►
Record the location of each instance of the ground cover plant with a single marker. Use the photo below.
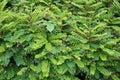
(59, 40)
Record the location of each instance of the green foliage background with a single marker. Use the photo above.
(59, 39)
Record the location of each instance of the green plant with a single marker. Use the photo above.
(59, 39)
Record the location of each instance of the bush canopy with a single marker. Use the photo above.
(59, 40)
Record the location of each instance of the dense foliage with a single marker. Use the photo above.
(59, 40)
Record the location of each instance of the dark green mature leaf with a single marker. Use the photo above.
(104, 71)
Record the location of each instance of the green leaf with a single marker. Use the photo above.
(39, 55)
(2, 49)
(19, 60)
(61, 69)
(22, 70)
(2, 5)
(104, 71)
(48, 47)
(50, 27)
(36, 68)
(79, 63)
(32, 76)
(92, 69)
(45, 68)
(103, 57)
(114, 77)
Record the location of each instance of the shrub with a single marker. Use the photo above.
◄
# TO BE DONE
Copy out the entries verbatim, starting with the line that contains "Record the location of each instance of the green plant" and continuing through the end of the entries.

# SOLVED PROBLEM
Record the location of each instance of the green plant with a single marker. Use the photo above.
(59, 39)
Record the location of each instance of the bush canopy with a single marker. Use the photo above.
(59, 40)
Record the location of each instance of the dense foliage with a single marker. Use the photo above.
(59, 40)
Record the location of each instance of the dark green mature leaf with a single marker. Use the photo above.
(104, 71)
Record the location of each instance of the green leaf with a single marker. Use the photo above.
(39, 55)
(2, 49)
(19, 60)
(61, 69)
(22, 70)
(2, 5)
(104, 71)
(48, 47)
(50, 27)
(36, 68)
(79, 63)
(32, 76)
(92, 69)
(45, 68)
(103, 57)
(114, 77)
Record the location of each instance of the shrub with a single marker. Use the photo above.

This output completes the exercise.